→ **SHORT TASK**
Quote the whole listing below verbatim, every line from first to last.
---*---
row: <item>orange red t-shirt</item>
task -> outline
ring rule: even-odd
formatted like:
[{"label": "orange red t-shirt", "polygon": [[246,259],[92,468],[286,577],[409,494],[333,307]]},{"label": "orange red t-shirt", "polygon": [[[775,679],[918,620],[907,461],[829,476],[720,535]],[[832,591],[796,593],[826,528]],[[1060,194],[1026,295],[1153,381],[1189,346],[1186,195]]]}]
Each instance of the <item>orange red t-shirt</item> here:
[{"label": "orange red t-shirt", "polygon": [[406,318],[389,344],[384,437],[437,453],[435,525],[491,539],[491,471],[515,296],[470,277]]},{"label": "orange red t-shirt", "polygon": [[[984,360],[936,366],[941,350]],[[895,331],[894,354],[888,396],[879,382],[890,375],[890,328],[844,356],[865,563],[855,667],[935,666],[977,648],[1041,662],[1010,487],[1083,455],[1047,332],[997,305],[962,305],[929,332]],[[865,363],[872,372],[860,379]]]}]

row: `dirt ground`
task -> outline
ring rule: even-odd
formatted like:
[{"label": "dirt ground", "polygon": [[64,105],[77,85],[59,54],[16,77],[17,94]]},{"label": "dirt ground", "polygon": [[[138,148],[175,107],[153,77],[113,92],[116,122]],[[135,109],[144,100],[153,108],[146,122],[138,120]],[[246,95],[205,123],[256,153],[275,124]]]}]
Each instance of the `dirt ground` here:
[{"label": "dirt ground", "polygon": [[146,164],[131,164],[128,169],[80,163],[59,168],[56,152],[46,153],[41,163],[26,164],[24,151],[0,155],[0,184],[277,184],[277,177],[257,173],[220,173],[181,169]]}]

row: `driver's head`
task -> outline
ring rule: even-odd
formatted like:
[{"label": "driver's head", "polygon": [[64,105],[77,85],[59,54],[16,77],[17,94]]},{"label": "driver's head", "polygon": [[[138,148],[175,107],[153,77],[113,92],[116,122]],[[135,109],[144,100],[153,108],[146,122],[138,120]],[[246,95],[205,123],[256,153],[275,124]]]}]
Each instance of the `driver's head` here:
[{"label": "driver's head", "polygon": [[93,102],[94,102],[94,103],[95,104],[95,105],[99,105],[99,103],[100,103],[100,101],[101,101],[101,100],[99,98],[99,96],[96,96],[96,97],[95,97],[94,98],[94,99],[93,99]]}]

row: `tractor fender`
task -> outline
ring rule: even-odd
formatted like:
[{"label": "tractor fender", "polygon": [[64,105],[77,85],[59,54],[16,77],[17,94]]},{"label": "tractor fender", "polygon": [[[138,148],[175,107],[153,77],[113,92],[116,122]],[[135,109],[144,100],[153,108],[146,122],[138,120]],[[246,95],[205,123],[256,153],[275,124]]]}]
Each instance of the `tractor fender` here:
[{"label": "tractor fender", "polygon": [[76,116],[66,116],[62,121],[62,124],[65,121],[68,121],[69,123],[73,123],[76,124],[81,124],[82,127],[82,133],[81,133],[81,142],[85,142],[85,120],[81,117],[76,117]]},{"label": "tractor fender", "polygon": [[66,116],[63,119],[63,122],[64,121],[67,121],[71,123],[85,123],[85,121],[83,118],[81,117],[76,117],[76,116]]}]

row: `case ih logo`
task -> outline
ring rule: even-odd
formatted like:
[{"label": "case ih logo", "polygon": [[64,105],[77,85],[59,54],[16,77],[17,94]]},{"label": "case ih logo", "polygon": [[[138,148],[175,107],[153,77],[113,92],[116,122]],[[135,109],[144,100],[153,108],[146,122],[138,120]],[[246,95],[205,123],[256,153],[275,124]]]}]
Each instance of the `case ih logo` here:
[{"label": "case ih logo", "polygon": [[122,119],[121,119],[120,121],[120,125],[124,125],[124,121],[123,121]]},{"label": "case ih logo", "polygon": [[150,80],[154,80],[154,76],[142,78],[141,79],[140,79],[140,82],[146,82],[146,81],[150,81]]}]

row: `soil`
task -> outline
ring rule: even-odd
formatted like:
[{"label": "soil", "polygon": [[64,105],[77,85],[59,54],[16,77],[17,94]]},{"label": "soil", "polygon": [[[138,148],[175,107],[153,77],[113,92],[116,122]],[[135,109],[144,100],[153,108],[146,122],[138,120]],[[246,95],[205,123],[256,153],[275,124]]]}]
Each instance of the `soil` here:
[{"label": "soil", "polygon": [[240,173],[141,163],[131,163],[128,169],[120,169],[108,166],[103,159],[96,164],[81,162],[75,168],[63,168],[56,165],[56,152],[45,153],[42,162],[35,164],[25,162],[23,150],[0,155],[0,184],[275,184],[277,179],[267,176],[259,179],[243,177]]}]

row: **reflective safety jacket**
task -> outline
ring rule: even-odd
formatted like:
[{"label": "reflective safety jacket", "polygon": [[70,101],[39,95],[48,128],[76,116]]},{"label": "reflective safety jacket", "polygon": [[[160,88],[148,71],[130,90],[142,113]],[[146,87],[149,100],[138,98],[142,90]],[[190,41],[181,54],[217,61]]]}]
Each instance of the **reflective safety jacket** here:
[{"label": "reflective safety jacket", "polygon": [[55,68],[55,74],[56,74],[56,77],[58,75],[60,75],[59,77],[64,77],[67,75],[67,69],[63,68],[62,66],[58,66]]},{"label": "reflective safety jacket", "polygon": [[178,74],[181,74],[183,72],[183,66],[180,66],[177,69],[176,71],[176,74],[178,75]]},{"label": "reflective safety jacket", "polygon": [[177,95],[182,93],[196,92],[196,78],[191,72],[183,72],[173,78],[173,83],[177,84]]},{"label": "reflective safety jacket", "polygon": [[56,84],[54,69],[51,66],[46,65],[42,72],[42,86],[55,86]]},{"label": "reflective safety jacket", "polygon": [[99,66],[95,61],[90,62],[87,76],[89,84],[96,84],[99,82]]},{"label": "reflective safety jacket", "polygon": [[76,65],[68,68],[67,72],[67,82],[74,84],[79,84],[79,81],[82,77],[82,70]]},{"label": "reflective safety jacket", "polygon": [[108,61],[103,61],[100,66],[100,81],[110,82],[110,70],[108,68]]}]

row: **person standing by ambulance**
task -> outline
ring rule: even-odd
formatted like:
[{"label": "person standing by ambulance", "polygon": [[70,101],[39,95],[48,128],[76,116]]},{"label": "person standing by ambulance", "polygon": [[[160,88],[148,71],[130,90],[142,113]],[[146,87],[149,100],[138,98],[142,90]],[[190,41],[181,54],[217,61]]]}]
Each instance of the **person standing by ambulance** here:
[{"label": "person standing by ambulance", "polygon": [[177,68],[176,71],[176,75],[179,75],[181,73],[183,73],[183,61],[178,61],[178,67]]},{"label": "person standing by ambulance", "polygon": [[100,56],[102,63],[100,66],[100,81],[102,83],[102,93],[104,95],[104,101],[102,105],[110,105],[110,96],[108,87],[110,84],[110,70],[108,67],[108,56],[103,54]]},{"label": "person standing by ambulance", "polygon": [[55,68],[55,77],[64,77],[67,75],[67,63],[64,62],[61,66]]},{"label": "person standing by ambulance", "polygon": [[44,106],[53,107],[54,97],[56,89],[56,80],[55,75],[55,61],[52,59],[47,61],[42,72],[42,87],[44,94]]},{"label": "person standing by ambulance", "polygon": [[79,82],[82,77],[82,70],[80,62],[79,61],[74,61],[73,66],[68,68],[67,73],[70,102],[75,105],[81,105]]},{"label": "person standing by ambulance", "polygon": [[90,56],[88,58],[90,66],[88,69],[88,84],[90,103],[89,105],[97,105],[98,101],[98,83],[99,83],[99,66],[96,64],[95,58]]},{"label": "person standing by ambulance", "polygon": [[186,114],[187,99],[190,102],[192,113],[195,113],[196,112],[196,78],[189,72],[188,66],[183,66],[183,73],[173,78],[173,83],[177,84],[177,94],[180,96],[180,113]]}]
---*---
→ **CORRECT RESULT**
row: <item>orange red t-shirt</item>
task -> outline
ring rule: even-odd
formatted like:
[{"label": "orange red t-shirt", "polygon": [[246,259],[92,468],[286,577],[409,494],[333,307]]},{"label": "orange red t-shirt", "polygon": [[[775,679],[918,620],[907,461],[829,476],[720,535]],[[832,591],[796,593],[826,528]],[[1060,194],[1026,295],[1153,381],[1189,346],[1186,195]]]}]
Each instance of the <item>orange red t-shirt</item> here:
[{"label": "orange red t-shirt", "polygon": [[406,318],[389,344],[384,437],[437,453],[435,525],[491,539],[491,471],[515,296],[470,277]]},{"label": "orange red t-shirt", "polygon": [[[984,360],[936,366],[941,350]],[[895,331],[894,354],[888,396],[879,382],[890,375],[890,328],[844,356],[865,563],[855,667],[935,666],[977,648],[1041,662],[1010,487],[1083,455],[1047,332],[997,305],[962,305],[929,332]],[[865,363],[872,372],[860,379]]]}]

row: `dirt ground`
task -> outline
ring rule: even-odd
formatted like:
[{"label": "dirt ground", "polygon": [[64,105],[77,85],[59,54],[16,77],[17,94]]},{"label": "dirt ground", "polygon": [[[138,148],[175,107],[153,77],[113,92],[116,122]],[[135,109],[144,100],[153,108],[146,122],[138,120]],[[246,95],[205,123],[256,153],[275,124]]]}]
Each instance of the `dirt ground` here:
[{"label": "dirt ground", "polygon": [[146,164],[131,164],[128,169],[80,163],[59,168],[56,152],[46,153],[41,163],[26,164],[24,151],[0,155],[0,184],[277,184],[277,177],[257,173],[220,173],[181,169]]}]

row: `driver's head`
task -> outline
ring rule: even-odd
formatted like:
[{"label": "driver's head", "polygon": [[64,105],[77,85],[59,54],[16,77],[17,94]]},{"label": "driver's head", "polygon": [[[138,148],[175,107],[153,77],[113,92],[116,122]],[[135,109],[144,100],[153,108],[146,122],[138,120]],[[246,95],[205,123],[256,153],[275,124]]]}]
Each instance of the `driver's head` here:
[{"label": "driver's head", "polygon": [[93,102],[94,102],[94,103],[95,104],[95,105],[99,105],[99,103],[100,103],[100,101],[101,101],[101,100],[99,98],[99,96],[96,96],[96,97],[95,97],[94,98],[94,99],[93,99]]}]

row: `tractor fender`
task -> outline
ring rule: even-odd
formatted like:
[{"label": "tractor fender", "polygon": [[64,105],[77,85],[59,54],[16,77],[17,94]]},{"label": "tractor fender", "polygon": [[[138,148],[175,107],[153,77],[113,92],[116,122]],[[135,109],[144,100],[153,108],[146,122],[138,120]],[[246,95],[205,123],[256,153],[275,124]]]}]
Each instance of the `tractor fender` here:
[{"label": "tractor fender", "polygon": [[76,116],[66,116],[62,121],[62,124],[65,121],[68,121],[69,123],[73,123],[76,124],[81,124],[82,127],[82,133],[81,133],[81,142],[85,142],[85,120],[81,117],[76,117]]},{"label": "tractor fender", "polygon": [[66,116],[63,119],[63,122],[64,121],[67,121],[71,123],[85,123],[85,121],[83,118],[81,117],[76,117],[76,116]]}]

row: `case ih logo`
task -> outline
ring rule: even-odd
formatted like:
[{"label": "case ih logo", "polygon": [[64,105],[77,85],[59,54],[16,77],[17,94]]},{"label": "case ih logo", "polygon": [[[138,148],[175,107],[153,77],[113,92],[116,122]],[[135,109],[144,100],[153,108],[146,122],[138,120]],[[246,95],[205,123],[256,153],[275,124]]]}]
Each instance of the `case ih logo` here:
[{"label": "case ih logo", "polygon": [[122,119],[121,119],[120,121],[120,125],[124,125],[124,121],[123,121]]},{"label": "case ih logo", "polygon": [[150,80],[154,80],[154,76],[142,78],[141,79],[140,79],[140,82],[146,82],[146,81],[150,81]]}]

row: `soil`
task -> outline
ring rule: even-odd
formatted like:
[{"label": "soil", "polygon": [[64,105],[77,85],[59,54],[16,77],[17,94]]},{"label": "soil", "polygon": [[[138,148],[175,107],[153,77],[113,92],[116,122]],[[135,109],[144,100],[153,108],[146,122],[138,120]],[[246,95],[205,123],[256,153],[275,124]]]}]
Each instance of the `soil` here:
[{"label": "soil", "polygon": [[240,173],[141,163],[131,163],[128,169],[120,169],[108,166],[103,159],[96,164],[81,162],[75,168],[63,168],[56,165],[56,152],[45,153],[42,162],[35,164],[25,162],[23,150],[0,155],[0,184],[275,184],[277,179],[267,176],[259,179],[243,177]]}]

row: **reflective safety jacket**
task -> outline
ring rule: even-odd
formatted like:
[{"label": "reflective safety jacket", "polygon": [[70,101],[39,95],[48,128],[76,116]]},{"label": "reflective safety jacket", "polygon": [[[160,88],[148,71],[130,90],[142,113]],[[146,87],[149,100],[138,98],[142,90]],[[190,41],[181,54],[217,61]]]}]
Each instance of the **reflective safety jacket** here:
[{"label": "reflective safety jacket", "polygon": [[55,68],[55,74],[56,74],[56,77],[58,75],[60,75],[59,77],[64,77],[67,75],[67,69],[63,68],[62,66],[58,66]]},{"label": "reflective safety jacket", "polygon": [[178,74],[181,74],[183,72],[183,66],[180,66],[177,69],[176,71],[176,74],[178,75]]},{"label": "reflective safety jacket", "polygon": [[177,95],[182,93],[196,92],[196,78],[191,72],[183,72],[173,78],[173,83],[177,84]]},{"label": "reflective safety jacket", "polygon": [[56,84],[54,69],[51,66],[46,65],[42,72],[42,86],[55,86]]},{"label": "reflective safety jacket", "polygon": [[99,66],[95,61],[90,62],[87,76],[89,84],[96,84],[99,82]]},{"label": "reflective safety jacket", "polygon": [[76,65],[68,68],[67,72],[67,82],[74,84],[79,84],[79,81],[82,77],[82,70]]},{"label": "reflective safety jacket", "polygon": [[108,61],[103,61],[100,66],[100,81],[110,82],[110,70],[108,68]]}]

row: **person standing by ambulance**
task -> outline
ring rule: even-odd
formatted like:
[{"label": "person standing by ambulance", "polygon": [[70,101],[39,95],[48,128],[76,116]]},{"label": "person standing by ambulance", "polygon": [[[160,88],[148,71],[130,90],[142,113]],[[146,87],[149,100],[138,98],[142,90]],[[190,41],[181,54],[217,61]]]}]
Each instance of the **person standing by ambulance** here:
[{"label": "person standing by ambulance", "polygon": [[177,68],[176,71],[176,75],[179,75],[181,73],[183,73],[183,61],[178,61],[178,67]]},{"label": "person standing by ambulance", "polygon": [[100,56],[102,63],[100,66],[100,81],[102,83],[102,93],[104,95],[104,101],[102,105],[110,105],[110,96],[108,87],[110,84],[110,70],[108,67],[108,56],[103,54]]},{"label": "person standing by ambulance", "polygon": [[55,68],[55,77],[64,77],[67,75],[67,63],[64,62],[61,66]]},{"label": "person standing by ambulance", "polygon": [[44,106],[53,107],[54,97],[56,89],[56,80],[55,75],[55,61],[52,59],[47,61],[42,72],[42,87],[44,94]]},{"label": "person standing by ambulance", "polygon": [[79,82],[82,77],[82,70],[80,62],[79,61],[74,61],[73,66],[68,68],[67,73],[70,102],[75,105],[81,105]]},{"label": "person standing by ambulance", "polygon": [[90,56],[88,58],[90,66],[88,69],[88,84],[90,103],[89,105],[97,105],[98,101],[98,83],[99,83],[99,66],[96,64],[95,58]]},{"label": "person standing by ambulance", "polygon": [[186,114],[187,99],[190,102],[192,113],[195,113],[196,112],[196,78],[189,72],[188,66],[183,66],[183,73],[173,78],[173,83],[177,84],[177,94],[180,96],[180,113]]}]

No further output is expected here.